## Data for analysis
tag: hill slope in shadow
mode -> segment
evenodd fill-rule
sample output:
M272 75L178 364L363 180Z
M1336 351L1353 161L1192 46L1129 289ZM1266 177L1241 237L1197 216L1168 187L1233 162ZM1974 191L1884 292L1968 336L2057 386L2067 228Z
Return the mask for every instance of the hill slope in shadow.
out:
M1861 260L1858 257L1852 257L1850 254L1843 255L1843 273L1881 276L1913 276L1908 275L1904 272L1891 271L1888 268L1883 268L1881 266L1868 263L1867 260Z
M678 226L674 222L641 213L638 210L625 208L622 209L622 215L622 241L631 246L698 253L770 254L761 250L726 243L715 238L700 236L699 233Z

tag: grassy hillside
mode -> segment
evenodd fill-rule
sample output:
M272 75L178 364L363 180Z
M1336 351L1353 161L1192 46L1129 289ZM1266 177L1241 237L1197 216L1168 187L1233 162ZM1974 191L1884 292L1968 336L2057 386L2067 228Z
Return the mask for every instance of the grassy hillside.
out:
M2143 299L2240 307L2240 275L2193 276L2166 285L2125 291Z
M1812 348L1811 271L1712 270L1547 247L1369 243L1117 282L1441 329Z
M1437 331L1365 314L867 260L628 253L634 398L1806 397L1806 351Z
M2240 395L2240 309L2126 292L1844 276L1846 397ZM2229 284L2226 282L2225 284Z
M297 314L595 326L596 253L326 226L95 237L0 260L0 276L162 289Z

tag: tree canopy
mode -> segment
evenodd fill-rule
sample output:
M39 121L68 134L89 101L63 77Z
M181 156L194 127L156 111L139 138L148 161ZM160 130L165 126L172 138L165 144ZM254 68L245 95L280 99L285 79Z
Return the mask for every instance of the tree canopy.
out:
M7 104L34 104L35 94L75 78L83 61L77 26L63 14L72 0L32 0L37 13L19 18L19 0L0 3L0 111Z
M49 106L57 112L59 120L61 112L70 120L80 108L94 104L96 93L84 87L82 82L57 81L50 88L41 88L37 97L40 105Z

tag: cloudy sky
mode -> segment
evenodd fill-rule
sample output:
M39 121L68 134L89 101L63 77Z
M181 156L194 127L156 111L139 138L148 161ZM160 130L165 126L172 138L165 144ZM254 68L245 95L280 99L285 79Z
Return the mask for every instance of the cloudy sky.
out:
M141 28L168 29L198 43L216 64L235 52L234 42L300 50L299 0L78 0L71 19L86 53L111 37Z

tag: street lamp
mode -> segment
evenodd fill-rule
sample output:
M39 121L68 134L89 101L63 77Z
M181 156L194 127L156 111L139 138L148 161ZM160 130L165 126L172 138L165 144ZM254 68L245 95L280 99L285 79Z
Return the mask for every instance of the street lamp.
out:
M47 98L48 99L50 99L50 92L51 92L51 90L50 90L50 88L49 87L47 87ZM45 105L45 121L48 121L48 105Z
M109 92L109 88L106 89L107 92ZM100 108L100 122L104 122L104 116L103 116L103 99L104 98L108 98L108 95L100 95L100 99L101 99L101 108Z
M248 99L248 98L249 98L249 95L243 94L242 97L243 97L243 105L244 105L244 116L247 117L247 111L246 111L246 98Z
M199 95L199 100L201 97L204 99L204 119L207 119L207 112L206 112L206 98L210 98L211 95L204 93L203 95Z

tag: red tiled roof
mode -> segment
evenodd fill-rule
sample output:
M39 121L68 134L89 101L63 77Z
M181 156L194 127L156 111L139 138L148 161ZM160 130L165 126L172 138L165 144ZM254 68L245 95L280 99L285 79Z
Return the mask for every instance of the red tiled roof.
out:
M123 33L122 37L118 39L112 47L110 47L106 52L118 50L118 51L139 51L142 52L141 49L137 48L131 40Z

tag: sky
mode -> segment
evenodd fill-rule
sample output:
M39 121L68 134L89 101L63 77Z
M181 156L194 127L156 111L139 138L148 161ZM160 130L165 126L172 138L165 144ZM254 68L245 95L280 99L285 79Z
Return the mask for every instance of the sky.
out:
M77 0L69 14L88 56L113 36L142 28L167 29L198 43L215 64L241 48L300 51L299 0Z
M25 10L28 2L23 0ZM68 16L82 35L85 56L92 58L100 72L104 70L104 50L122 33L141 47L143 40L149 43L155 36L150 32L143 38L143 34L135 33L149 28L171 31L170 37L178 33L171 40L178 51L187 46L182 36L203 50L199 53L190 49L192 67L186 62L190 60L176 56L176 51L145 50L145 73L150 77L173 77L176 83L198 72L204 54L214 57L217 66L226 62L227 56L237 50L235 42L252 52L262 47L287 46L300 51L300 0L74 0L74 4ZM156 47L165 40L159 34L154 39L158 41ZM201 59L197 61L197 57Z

## Your goal
The entries above must be written out again exactly as they are.

## Answer space
tag: hill slope in shadow
mode -> segment
evenodd fill-rule
sample output:
M272 75L178 364L363 180Z
M1336 351L1353 161L1192 46L1129 289ZM1266 177L1241 237L1197 216L1168 187L1233 162ZM1974 191L1884 292L1968 336L2057 386L2067 228Z
Return the mask for every instance of the hill slope in shadow.
out:
M1861 260L1858 257L1852 257L1850 254L1843 255L1843 273L1881 276L1913 276L1908 275L1904 272L1891 271L1888 268L1883 268L1881 266L1868 263L1867 260Z
M678 226L674 222L641 213L638 210L625 208L622 209L622 215L622 241L631 246L698 253L770 254L761 250L726 243L715 238L700 236L699 233Z

tag: grassy hillside
mode -> segment
evenodd fill-rule
sample output:
M272 75L178 364L363 180Z
M1336 351L1353 161L1192 46L1129 289ZM1266 177L1241 237L1197 216L1168 187L1233 162ZM1974 191L1884 292L1968 336L2057 386L2067 228Z
Return the mask for every instance of the grassy hillside.
out:
M2143 299L2240 307L2240 275L2193 276L2166 285L2125 291Z
M1812 348L1811 271L1712 270L1547 247L1369 243L1117 282L1441 329Z
M1437 331L1365 314L867 260L628 253L634 398L1806 397L1806 351Z
M2240 395L2240 309L2126 292L1844 276L1846 397ZM2229 284L2226 282L2225 284Z
M297 314L595 326L596 253L326 226L95 237L0 260L0 276L162 289Z

tag: tree canopy
mode -> segment
evenodd fill-rule
sample output:
M39 121L68 134L89 101L63 77Z
M181 156L194 127L156 111L139 138L148 161ZM160 130L165 126L172 138L165 144ZM254 68L245 95L280 99L285 79Z
Return the mask for every instance of the tree canopy.
out:
M7 104L34 104L35 94L75 78L83 61L77 26L63 14L72 0L32 0L37 13L19 18L19 0L0 3L0 111Z
M49 106L57 112L59 120L61 112L70 120L80 108L94 104L96 93L84 87L82 82L57 81L50 88L41 88L37 97L40 105Z

tag: cloudy sky
mode -> segment
evenodd fill-rule
sample output:
M39 121L68 134L89 101L63 77Z
M181 156L194 127L156 111L139 138L148 161ZM160 130L165 126L172 138L165 144ZM254 68L245 95L280 99L285 79Z
Return the mask for every instance of the cloudy sky.
out:
M141 28L168 29L198 43L216 64L235 52L234 42L300 50L299 0L78 0L71 19L86 53L111 37Z

tag: street lamp
mode -> segment
evenodd fill-rule
sample output:
M39 121L68 134L89 101L63 77Z
M181 156L194 127L156 111L139 138L148 161ZM160 130L165 126L172 138L165 144ZM254 68L245 95L280 99L285 79Z
Return the mask for every instance of the street lamp.
out:
M47 98L48 99L50 99L50 92L51 92L51 90L50 90L50 88L49 87L47 87ZM45 105L45 121L48 121L48 105Z
M109 92L109 88L106 89L107 92ZM100 108L100 122L104 122L104 116L103 116L103 99L104 98L108 98L108 95L100 95L100 99L101 99L101 108Z
M248 99L248 98L249 98L249 95L243 94L242 97L243 97L243 105L244 105L244 116L247 117L247 111L246 111L246 98Z
M199 95L199 100L201 97L204 99L204 119L207 119L207 112L206 112L206 98L210 98L211 95L204 93L203 95Z

tag: red tiled roof
mode -> segment
evenodd fill-rule
sample output:
M39 121L68 134L89 101L63 77Z
M181 156L194 127L156 111L139 138L148 161ZM160 130L165 126L172 138L165 144ZM254 68L245 95L280 99L285 79Z
Return the mask for every instance of the red tiled roof.
out:
M123 33L122 37L118 39L112 47L110 47L106 52L118 50L118 51L139 51L142 52L141 49L137 48L131 40Z

tag: sky
mode -> segment
evenodd fill-rule
sample output:
M39 121L68 134L89 101L63 77Z
M181 156L194 127L156 111L139 138L148 161ZM160 130L165 126L172 138L165 144ZM254 68L245 95L280 99L285 79Z
Return the mask for every instance of the sky.
out:
M77 0L69 14L88 56L113 36L142 28L167 29L198 43L215 64L241 48L300 51L299 0Z
M25 10L28 2L23 0ZM68 16L82 35L85 56L92 58L100 72L104 70L104 50L122 33L141 47L143 40L149 43L155 36L150 32L143 38L143 34L135 33L149 28L171 31L170 37L178 33L171 40L178 51L187 46L182 36L203 50L199 53L190 49L192 67L186 62L190 60L176 56L176 51L145 50L145 73L150 77L173 77L176 83L198 72L204 54L214 57L217 66L226 62L227 56L237 50L235 42L252 52L262 47L287 46L300 51L300 0L74 0L74 4ZM156 47L165 40L159 34L154 39L158 41ZM201 59L197 61L197 57Z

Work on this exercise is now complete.